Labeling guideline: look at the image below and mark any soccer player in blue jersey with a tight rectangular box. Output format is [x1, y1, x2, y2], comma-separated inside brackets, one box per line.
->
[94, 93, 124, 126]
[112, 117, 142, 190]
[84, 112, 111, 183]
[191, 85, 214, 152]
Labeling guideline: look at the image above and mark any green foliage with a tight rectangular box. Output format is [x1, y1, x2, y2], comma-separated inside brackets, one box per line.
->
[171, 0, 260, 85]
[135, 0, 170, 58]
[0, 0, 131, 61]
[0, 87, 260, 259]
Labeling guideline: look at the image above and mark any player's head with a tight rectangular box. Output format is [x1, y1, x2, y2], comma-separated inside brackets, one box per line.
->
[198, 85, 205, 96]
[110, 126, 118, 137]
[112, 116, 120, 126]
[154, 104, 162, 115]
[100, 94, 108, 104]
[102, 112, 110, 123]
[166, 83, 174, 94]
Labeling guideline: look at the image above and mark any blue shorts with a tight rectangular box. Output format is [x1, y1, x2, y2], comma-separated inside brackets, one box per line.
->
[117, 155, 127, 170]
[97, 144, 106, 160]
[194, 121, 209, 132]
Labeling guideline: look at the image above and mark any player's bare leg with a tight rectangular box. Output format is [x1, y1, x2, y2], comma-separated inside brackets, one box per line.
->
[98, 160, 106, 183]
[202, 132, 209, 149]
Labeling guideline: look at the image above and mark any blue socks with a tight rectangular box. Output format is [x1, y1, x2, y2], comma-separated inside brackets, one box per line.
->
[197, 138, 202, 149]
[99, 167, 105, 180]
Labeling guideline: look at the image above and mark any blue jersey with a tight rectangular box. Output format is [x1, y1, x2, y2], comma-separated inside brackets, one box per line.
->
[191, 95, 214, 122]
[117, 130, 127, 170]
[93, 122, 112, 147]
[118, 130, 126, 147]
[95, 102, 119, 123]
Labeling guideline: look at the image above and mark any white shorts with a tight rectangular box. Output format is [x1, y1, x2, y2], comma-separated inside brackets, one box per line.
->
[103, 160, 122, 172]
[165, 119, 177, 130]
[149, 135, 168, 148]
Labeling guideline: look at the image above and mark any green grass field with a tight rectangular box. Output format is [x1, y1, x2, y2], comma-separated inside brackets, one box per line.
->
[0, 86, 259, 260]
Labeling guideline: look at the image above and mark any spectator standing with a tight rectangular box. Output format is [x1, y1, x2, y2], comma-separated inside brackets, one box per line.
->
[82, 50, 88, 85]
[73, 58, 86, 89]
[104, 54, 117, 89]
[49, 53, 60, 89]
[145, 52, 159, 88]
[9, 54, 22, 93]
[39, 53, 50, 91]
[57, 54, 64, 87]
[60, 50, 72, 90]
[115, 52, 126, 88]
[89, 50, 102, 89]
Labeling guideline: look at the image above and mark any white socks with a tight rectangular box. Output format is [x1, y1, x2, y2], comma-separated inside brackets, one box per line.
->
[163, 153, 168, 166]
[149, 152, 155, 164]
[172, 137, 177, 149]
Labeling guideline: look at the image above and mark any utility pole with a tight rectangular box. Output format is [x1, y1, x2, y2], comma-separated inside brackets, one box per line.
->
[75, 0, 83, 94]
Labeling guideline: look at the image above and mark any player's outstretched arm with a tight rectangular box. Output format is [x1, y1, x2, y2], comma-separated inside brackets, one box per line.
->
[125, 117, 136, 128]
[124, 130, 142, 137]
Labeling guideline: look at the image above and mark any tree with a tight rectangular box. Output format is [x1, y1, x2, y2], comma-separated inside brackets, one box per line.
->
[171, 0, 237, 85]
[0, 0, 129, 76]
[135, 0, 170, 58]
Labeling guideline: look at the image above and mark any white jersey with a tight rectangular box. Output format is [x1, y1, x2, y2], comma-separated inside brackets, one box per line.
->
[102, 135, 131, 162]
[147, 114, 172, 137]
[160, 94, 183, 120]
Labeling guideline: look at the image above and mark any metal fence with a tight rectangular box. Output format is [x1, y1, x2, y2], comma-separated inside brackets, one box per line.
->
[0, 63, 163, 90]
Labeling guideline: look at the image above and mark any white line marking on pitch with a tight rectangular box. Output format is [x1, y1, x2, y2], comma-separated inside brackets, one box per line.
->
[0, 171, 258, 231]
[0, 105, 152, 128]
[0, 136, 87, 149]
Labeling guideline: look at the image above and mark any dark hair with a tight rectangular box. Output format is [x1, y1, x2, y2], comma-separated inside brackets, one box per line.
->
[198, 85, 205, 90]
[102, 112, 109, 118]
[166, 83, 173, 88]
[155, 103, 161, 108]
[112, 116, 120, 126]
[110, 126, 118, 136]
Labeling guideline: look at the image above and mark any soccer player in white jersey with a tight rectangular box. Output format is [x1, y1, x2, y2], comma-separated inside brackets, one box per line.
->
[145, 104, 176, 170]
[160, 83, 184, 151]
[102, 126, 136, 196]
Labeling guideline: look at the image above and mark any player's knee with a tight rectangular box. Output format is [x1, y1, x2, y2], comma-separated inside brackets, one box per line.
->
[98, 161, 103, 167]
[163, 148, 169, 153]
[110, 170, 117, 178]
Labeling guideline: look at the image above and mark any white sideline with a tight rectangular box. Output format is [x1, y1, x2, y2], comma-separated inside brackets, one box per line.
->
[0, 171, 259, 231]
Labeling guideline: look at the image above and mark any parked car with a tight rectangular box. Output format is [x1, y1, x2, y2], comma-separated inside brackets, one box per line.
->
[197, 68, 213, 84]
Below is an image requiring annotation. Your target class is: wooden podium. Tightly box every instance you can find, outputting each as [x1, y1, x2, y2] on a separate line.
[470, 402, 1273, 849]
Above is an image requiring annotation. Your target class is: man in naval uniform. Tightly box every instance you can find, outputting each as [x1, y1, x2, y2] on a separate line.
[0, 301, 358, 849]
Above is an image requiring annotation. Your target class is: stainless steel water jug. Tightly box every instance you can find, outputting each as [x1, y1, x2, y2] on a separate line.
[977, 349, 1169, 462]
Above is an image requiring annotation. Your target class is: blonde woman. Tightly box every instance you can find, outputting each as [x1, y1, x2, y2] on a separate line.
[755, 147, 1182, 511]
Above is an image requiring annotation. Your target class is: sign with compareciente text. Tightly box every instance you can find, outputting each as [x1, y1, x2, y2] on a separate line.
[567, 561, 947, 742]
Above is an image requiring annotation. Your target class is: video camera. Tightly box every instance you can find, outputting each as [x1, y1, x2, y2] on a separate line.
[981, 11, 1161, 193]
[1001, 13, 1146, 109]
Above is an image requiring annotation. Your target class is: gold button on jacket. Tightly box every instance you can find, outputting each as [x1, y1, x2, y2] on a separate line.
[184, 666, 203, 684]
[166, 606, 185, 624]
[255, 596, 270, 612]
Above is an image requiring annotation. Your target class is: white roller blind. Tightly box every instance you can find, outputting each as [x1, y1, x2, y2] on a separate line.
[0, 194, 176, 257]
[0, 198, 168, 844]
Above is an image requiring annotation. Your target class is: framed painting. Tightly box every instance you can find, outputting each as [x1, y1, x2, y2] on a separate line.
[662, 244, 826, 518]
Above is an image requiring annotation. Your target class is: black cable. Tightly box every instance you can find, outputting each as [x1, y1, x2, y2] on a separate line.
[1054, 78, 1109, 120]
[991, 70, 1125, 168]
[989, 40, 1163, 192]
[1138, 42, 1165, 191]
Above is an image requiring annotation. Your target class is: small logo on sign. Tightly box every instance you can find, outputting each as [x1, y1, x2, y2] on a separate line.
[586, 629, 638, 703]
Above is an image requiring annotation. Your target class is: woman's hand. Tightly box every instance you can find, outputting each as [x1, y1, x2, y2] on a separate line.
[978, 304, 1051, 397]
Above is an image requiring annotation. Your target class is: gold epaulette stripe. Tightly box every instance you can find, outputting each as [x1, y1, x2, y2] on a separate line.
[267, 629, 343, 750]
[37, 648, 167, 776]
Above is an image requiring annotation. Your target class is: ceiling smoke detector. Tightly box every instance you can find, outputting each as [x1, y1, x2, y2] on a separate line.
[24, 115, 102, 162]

> [EXERCISE PROMPT]
Please write out, exactly as they appear above, only the lines in the stretch from the line with "mark any spectator" through the line with "any white socks".

> [SOLUTION TO THIS TASK]
Labeling guideline: look at the image above and mark any spectator standing with a tight rectangular box. Output format is [x1, y1, x2, y2], comma-separated inside brackets, one box per line.
->
[82, 50, 88, 85]
[73, 58, 86, 89]
[104, 54, 117, 89]
[49, 53, 60, 89]
[145, 52, 159, 88]
[9, 54, 22, 93]
[39, 53, 50, 91]
[57, 54, 64, 87]
[60, 50, 72, 90]
[115, 52, 126, 88]
[89, 50, 102, 89]
Labeling guideline: look at the image above and mark any white socks with a tight rectangular box. Output format is [x1, y1, x2, y2], comma-separated inside brackets, one box per line.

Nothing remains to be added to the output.